-- START OF ENTRIES SUPPLIED --

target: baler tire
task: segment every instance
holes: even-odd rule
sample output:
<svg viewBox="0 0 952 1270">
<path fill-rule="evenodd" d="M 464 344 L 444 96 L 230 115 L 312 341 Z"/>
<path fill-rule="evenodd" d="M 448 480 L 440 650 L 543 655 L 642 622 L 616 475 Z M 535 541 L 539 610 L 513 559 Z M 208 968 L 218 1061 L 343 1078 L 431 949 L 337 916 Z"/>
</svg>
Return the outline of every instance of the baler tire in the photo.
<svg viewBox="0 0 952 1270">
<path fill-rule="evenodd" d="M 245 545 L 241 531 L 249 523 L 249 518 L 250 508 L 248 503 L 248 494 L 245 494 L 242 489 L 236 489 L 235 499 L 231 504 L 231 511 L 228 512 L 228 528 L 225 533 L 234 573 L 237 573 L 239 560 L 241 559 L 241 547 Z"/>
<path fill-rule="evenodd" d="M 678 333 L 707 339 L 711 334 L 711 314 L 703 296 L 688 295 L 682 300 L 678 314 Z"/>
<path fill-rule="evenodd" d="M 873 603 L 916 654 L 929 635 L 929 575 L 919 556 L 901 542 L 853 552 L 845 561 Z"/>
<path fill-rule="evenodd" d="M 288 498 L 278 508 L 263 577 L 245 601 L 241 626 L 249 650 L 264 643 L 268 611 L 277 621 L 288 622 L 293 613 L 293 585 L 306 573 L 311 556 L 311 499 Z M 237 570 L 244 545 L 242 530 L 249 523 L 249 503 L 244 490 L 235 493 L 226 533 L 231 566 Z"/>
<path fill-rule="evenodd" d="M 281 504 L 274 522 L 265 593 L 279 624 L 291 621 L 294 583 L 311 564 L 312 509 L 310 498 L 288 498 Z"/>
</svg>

-- END OF ENTRIES SUPPLIED --
-- START OF ENTRIES SUPPLIED --

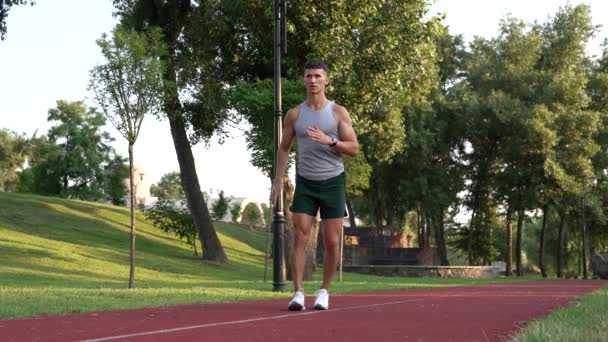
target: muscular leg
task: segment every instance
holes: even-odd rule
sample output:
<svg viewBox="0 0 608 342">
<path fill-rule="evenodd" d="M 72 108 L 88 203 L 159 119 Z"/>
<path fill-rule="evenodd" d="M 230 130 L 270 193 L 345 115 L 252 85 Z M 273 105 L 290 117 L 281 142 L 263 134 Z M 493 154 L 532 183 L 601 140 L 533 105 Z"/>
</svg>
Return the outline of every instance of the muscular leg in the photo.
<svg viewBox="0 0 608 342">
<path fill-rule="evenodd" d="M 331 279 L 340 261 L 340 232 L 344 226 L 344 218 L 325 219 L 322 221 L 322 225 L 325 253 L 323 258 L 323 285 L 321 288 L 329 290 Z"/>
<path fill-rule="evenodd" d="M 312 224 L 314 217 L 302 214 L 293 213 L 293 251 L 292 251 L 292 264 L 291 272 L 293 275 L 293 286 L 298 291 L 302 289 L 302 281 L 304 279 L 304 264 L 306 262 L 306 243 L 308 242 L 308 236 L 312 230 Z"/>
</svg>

-- END OF ENTRIES SUPPLIED --

EXERCISE REQUIREMENTS — Render as a Markdown table with columns "No." and "Text" every line from the one containing "target: muscular leg" through the one containing "331 279 L 340", both included, numbering each line and omitting blank lines.

TASK ANSWER —
| No. | Text |
|---|---|
| 1 | target: muscular leg |
| 2 | task: segment every instance |
| 3 | holes: even-odd rule |
| 4 | sample output: |
| 5 | <svg viewBox="0 0 608 342"> |
| 6 | <path fill-rule="evenodd" d="M 72 108 L 88 203 L 159 119 Z"/> |
| 7 | <path fill-rule="evenodd" d="M 230 130 L 270 193 L 345 115 L 252 85 Z M 273 105 L 290 117 L 281 142 L 263 134 Z M 493 154 L 532 183 L 601 140 L 533 105 Z"/> |
| 8 | </svg> |
| 9 | Return the outline of every instance of the muscular leg in the photo. |
| 10 | <svg viewBox="0 0 608 342"> |
| 11 | <path fill-rule="evenodd" d="M 331 279 L 340 261 L 340 232 L 344 226 L 344 218 L 325 219 L 322 221 L 322 225 L 325 253 L 323 258 L 323 285 L 321 288 L 329 290 Z"/> |